## Trecho do texto

Wednesday, April 21, 2010




Poesia culta e poesia marginal

Pedro J. Bondaczuk

Os críticos, para efeitos de estudo, costumam dividir a arte de fazer poesias (que caracterizo com um verbo que apesar de existir no dicionário, é pouco utilizado na prática, que é “poetar”) de várias maneiras. Uns, classificam-na por escolas literárias, como romantismo, parnasianismo, simbolismo e modernismo, outros pela linguagem utilizada pelos poetas – ou seja, se rebuscada e dentro dos cânones gramaticais, dizem que é “culta”, se do jeito que o povo fala, “marginal” – e outros, ainda, de maneiras diversas dessas.
Sei lá! Pessoalmente, não gosto de nenhuma dessas classificações, embora entenda sua utilidade para efeito de estudo. Para mim, só há dois tipos de poesia (e consequentemente, de poetas): a boa e a má. Em todo o caso... admito essa segunda (e genérica) classificação. Ou seja, a da poesia culta e a da marginal (embora ache esse termo um tanto pejorativo e ambíguo, por sua conotação social, tido, pois, como depreciativo). A marginalidade, no caso, caracteriza os que remam contra alguma “correnteza” (ou contra alguma “maré”). Ou seja, refere-se, pelo menos aqui, aos que fazem uma poesia sem peias, amarras ou regras. E há muitos bons poetas que optam por esse procedimento.

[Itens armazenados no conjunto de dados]
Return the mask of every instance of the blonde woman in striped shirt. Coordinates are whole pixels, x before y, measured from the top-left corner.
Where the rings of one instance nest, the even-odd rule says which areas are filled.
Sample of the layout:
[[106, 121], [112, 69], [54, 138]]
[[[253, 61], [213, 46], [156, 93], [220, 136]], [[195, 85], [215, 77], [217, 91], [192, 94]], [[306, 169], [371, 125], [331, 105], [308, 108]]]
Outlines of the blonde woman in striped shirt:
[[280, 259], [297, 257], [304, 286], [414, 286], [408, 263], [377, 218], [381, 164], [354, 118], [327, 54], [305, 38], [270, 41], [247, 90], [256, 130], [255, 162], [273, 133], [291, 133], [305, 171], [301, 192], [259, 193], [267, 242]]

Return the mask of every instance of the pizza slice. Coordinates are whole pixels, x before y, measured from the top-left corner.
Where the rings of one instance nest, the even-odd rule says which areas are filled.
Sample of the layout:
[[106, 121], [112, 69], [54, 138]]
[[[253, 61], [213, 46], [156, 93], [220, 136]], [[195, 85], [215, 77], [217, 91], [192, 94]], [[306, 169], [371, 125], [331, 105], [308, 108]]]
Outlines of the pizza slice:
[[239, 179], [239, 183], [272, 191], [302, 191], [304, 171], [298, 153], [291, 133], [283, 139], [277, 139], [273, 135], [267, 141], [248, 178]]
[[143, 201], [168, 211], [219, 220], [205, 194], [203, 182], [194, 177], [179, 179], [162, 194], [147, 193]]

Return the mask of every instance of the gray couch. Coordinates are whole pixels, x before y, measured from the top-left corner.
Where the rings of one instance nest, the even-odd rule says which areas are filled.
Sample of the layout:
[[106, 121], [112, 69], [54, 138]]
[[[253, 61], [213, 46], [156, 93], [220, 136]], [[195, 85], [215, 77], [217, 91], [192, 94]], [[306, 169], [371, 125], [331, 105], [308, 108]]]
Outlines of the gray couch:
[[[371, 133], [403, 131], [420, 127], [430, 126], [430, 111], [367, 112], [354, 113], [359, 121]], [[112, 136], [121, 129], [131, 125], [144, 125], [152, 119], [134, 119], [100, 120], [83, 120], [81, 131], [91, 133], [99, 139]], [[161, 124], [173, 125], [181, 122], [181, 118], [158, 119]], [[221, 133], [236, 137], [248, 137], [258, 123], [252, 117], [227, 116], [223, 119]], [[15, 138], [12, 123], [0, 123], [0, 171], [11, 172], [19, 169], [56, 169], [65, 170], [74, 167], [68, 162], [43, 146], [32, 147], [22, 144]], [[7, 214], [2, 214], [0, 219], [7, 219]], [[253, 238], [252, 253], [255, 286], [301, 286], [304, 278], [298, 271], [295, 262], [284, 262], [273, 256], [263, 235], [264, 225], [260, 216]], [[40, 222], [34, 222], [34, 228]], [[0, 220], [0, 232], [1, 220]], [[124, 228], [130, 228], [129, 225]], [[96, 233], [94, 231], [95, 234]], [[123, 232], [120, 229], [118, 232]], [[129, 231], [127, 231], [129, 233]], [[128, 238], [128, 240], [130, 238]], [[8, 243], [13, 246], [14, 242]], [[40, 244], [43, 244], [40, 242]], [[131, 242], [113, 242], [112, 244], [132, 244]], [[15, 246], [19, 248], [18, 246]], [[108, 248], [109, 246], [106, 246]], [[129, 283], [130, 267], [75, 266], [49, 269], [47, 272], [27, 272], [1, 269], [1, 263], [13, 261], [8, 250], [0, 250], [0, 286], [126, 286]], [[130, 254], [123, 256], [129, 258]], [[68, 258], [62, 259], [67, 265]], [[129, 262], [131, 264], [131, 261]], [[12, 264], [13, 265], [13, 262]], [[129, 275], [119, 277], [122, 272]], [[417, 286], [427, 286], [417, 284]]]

## Tarefas do exercício
1. Qual verbo pouco utilizado na prática o texto sobre poesia culta e poesia marginal usa para caracterizar a arte de fazer poesias?
2. Transcreva do texto sobre poesia culta e poesia marginal o trecho que vai de "Pedro J. Bondaczuk" até "maneiras diversas dessas.".
3. Traduza para o inglês esta frase do texto sobre poesia culta e poesia marginal: "Para mim, só há dois tipos de poesia (e consequentemente, de poetas): a boa e a má."
As linhas não têm relação com o texto sobre poesia culta e poesia marginal.

## Respostas esperadas
1. Poetar.

2.
Pedro J. Bondaczuk

Os críticos, para efeitos de estudo, costumam dividir a arte de fazer poesias (que caracterizo com um verbo que apesar de existir no dicionário, é pouco utilizado na prática, que é “poetar”) de várias maneiras. Uns, classificam-na por escolas literárias, como romantismo, parnasianismo, simbolismo e modernismo, outros pela linguagem utilizada pelos poetas – ou seja, se rebuscada e dentro dos cânones gramaticais, dizem que é “culta”, se do jeito que o povo fala, “marginal” – e outros, ainda, de maneiras diversas dessas.

3. For me, there are only two kinds of poetry (and consequently, of poets): the good and the bad.